- What is required -
In the entries below, find every line holding the string "human" and collect it.

[[ Records for processing open ]]

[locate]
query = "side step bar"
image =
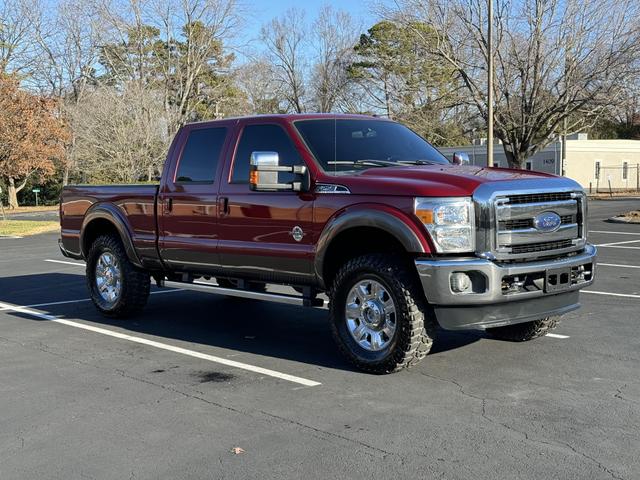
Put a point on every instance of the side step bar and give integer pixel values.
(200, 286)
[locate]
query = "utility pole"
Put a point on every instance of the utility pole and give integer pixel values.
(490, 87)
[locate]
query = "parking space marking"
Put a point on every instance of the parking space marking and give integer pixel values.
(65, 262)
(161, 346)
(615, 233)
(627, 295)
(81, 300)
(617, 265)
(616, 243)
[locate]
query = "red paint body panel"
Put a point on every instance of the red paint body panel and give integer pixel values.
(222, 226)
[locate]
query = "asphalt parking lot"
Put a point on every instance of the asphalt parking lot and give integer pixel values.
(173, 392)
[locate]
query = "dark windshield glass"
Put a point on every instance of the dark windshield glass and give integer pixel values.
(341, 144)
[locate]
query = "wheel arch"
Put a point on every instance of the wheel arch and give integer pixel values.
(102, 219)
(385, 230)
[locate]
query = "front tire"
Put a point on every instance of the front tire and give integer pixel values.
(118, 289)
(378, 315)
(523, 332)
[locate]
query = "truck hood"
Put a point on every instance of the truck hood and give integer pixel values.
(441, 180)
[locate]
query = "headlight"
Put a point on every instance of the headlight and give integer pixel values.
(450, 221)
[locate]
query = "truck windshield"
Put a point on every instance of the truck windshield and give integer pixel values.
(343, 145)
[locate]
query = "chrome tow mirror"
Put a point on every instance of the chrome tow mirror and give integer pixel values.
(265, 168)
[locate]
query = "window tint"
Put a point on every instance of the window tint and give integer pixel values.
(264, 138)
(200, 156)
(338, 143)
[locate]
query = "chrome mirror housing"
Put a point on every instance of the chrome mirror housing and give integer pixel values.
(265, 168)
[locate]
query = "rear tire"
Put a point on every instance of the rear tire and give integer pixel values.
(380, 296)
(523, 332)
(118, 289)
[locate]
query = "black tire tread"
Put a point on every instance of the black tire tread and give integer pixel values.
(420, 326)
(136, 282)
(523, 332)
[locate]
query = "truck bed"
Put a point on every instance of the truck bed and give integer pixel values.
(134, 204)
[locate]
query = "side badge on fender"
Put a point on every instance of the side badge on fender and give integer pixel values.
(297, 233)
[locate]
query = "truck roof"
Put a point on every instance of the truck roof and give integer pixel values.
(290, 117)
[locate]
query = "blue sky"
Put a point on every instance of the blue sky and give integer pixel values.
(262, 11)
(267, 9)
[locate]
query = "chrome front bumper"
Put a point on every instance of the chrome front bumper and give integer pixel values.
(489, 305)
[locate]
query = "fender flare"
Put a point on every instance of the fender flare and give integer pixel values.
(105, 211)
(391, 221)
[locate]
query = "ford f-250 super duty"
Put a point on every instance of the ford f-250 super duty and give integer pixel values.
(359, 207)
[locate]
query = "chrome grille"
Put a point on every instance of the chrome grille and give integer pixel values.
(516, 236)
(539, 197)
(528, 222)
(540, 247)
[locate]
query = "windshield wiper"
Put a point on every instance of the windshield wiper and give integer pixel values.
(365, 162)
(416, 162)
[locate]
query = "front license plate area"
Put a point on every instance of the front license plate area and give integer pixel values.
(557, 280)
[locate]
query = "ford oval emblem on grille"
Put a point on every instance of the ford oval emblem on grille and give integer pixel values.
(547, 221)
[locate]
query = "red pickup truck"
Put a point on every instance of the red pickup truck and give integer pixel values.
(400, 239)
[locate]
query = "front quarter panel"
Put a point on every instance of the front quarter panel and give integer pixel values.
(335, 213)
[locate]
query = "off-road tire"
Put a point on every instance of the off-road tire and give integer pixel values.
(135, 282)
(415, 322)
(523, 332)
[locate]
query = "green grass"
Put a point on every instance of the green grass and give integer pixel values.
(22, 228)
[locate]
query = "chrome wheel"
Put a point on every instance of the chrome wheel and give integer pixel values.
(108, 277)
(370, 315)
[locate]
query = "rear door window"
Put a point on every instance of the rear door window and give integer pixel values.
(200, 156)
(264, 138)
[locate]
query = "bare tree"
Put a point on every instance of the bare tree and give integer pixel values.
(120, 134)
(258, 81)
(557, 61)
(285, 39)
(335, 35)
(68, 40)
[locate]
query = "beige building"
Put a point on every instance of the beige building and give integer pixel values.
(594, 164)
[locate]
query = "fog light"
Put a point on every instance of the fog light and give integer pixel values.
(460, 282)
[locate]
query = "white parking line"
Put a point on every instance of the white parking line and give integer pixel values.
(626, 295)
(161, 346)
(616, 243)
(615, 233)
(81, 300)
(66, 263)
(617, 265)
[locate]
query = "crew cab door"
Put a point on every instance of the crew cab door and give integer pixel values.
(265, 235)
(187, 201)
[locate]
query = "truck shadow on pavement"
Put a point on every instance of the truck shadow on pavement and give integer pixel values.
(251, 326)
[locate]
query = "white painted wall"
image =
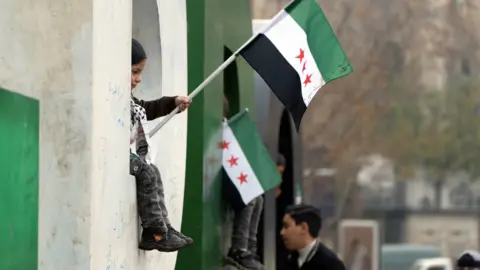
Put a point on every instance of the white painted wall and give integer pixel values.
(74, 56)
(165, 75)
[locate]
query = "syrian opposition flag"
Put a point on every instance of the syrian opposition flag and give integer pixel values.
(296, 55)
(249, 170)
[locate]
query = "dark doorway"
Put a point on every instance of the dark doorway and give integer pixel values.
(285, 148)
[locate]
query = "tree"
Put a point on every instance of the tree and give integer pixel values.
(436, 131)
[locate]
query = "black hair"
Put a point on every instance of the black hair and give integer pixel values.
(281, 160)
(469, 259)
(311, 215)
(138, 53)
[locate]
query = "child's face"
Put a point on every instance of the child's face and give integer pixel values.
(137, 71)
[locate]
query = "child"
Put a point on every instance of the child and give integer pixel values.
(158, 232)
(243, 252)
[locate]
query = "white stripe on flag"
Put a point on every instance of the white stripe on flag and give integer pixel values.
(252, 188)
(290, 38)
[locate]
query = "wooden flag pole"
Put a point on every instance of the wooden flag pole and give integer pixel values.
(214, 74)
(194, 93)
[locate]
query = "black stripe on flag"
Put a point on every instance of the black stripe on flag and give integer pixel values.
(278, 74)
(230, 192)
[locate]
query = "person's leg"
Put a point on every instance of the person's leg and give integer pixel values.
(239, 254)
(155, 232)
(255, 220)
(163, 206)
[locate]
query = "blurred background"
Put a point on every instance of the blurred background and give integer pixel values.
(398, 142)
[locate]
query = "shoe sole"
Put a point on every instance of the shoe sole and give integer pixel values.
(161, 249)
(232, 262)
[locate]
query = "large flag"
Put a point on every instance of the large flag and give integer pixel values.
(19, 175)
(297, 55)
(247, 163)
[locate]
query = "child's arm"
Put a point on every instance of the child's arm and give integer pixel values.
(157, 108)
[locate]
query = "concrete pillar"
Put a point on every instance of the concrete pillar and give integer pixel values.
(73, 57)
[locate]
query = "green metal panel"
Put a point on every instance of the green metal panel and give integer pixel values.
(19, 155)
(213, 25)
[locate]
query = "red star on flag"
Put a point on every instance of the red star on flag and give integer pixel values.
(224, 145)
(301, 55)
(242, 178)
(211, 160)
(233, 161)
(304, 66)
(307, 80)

[[ Records for processing closed ]]
[[ Records for processing open ]]

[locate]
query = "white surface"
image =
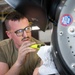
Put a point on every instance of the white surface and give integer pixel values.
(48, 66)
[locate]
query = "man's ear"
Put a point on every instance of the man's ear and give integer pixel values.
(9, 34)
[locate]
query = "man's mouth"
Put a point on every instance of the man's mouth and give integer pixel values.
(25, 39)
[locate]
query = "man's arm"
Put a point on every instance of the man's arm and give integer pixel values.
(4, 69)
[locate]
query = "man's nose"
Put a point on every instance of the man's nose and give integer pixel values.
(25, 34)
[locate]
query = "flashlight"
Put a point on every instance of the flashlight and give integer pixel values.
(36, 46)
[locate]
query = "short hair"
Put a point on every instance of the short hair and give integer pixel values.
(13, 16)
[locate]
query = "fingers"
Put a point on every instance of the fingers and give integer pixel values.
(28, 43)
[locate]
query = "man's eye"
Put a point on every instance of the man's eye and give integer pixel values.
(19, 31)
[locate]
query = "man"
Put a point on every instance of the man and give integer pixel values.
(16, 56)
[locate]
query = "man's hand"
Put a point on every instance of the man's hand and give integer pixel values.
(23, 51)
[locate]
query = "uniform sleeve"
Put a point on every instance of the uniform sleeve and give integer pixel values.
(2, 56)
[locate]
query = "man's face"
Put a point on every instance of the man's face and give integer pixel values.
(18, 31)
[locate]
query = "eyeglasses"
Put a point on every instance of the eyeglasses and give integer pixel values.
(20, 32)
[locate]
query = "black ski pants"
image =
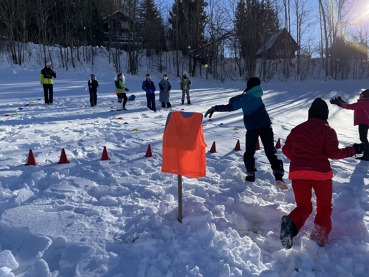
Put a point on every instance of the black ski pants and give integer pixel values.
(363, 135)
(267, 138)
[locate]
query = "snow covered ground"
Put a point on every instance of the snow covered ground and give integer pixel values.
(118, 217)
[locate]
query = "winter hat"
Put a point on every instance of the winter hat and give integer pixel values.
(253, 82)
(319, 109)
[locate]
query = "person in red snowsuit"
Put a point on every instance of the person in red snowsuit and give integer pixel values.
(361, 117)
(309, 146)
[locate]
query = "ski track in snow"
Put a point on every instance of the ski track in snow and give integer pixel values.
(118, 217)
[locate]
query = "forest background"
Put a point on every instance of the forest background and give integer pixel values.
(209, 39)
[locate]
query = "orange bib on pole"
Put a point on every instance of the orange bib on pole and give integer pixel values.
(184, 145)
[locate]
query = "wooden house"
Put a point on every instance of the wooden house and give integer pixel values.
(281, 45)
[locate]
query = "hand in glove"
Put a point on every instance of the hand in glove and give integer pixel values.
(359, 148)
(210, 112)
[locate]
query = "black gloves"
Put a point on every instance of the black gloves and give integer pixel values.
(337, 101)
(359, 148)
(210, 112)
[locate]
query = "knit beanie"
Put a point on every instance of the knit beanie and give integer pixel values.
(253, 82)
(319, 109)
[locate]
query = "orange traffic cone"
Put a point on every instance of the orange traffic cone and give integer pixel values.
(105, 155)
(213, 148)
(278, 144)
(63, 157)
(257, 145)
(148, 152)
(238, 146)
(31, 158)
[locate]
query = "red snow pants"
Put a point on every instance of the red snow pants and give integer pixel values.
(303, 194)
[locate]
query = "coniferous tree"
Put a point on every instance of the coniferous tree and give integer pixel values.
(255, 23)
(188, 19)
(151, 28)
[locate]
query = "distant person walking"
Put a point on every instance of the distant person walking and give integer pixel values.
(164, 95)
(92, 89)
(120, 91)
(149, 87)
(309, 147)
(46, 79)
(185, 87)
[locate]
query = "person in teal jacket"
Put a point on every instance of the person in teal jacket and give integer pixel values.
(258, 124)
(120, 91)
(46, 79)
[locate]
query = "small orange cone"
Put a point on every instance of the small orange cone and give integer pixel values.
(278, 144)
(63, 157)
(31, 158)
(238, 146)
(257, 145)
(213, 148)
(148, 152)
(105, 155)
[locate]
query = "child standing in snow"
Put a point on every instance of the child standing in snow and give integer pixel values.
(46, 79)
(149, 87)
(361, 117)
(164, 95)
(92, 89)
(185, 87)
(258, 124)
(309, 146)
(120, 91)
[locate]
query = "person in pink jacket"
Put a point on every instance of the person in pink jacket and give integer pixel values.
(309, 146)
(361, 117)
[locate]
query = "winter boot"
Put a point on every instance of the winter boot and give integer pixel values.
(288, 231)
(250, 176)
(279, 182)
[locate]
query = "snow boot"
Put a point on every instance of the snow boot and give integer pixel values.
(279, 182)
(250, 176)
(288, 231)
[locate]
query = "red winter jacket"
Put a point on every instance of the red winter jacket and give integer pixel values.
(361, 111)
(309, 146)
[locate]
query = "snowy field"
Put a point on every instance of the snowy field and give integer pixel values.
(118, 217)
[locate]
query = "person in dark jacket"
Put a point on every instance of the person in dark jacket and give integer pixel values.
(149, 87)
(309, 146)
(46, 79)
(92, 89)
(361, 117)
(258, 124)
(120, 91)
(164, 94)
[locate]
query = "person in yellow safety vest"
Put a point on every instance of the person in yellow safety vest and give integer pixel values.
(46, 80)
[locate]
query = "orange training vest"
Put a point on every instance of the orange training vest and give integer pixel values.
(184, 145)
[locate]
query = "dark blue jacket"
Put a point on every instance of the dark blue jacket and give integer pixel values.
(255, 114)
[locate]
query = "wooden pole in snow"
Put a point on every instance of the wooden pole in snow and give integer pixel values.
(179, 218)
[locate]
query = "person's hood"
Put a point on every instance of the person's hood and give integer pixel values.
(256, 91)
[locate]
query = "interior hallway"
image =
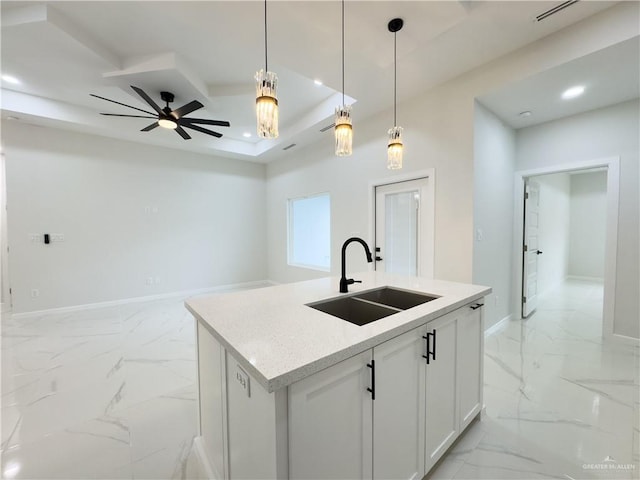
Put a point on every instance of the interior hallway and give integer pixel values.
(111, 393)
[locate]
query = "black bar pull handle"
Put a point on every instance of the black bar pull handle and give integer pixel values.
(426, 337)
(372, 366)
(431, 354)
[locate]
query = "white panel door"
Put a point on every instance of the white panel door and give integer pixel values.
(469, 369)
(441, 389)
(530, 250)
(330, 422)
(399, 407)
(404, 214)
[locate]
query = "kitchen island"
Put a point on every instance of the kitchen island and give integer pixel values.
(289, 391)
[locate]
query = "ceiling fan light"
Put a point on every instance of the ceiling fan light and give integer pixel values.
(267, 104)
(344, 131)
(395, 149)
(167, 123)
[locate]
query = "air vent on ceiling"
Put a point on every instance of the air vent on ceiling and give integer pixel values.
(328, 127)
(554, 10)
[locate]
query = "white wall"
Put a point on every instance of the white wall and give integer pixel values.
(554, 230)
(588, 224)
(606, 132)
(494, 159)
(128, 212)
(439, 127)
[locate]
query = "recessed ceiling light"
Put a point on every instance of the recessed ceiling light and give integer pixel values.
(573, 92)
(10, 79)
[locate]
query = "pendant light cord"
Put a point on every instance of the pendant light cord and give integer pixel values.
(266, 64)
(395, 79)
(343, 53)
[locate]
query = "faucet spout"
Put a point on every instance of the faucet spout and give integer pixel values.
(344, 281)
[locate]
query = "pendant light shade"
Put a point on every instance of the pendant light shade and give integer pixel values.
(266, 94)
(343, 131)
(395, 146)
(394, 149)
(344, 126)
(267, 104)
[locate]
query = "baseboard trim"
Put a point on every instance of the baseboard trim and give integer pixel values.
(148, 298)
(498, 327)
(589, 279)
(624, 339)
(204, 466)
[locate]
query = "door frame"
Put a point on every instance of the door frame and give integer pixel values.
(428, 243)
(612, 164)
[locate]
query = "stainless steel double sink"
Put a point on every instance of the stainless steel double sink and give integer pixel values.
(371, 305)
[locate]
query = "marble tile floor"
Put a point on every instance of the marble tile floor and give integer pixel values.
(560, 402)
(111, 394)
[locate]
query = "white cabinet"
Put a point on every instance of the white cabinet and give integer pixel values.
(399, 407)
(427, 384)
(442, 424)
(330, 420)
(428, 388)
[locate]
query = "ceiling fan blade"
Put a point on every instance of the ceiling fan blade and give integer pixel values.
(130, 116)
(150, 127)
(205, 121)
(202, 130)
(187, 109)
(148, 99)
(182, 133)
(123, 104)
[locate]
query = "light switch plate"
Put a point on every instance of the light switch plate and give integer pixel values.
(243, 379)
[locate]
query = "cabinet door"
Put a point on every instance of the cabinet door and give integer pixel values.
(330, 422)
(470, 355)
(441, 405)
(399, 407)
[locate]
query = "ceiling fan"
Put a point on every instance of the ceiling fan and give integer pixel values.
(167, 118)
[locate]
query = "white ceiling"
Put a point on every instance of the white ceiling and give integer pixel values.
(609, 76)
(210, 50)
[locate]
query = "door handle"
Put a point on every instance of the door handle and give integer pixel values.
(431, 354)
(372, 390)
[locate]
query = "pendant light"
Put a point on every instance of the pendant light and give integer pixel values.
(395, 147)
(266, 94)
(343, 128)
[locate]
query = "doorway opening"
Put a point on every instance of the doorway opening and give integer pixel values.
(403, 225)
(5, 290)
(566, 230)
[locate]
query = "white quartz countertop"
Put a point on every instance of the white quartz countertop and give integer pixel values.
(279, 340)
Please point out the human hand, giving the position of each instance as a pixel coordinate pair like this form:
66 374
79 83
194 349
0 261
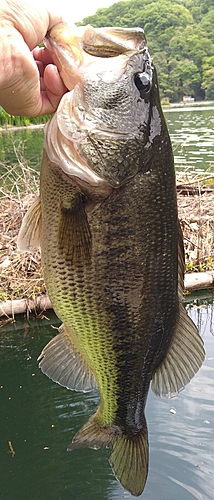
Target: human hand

[[ Records for processing closed ]]

- Answer for this exercise -
Please point out the human hand, giving the position of each instance as a pixel coordinate pair like this form:
Target: human hand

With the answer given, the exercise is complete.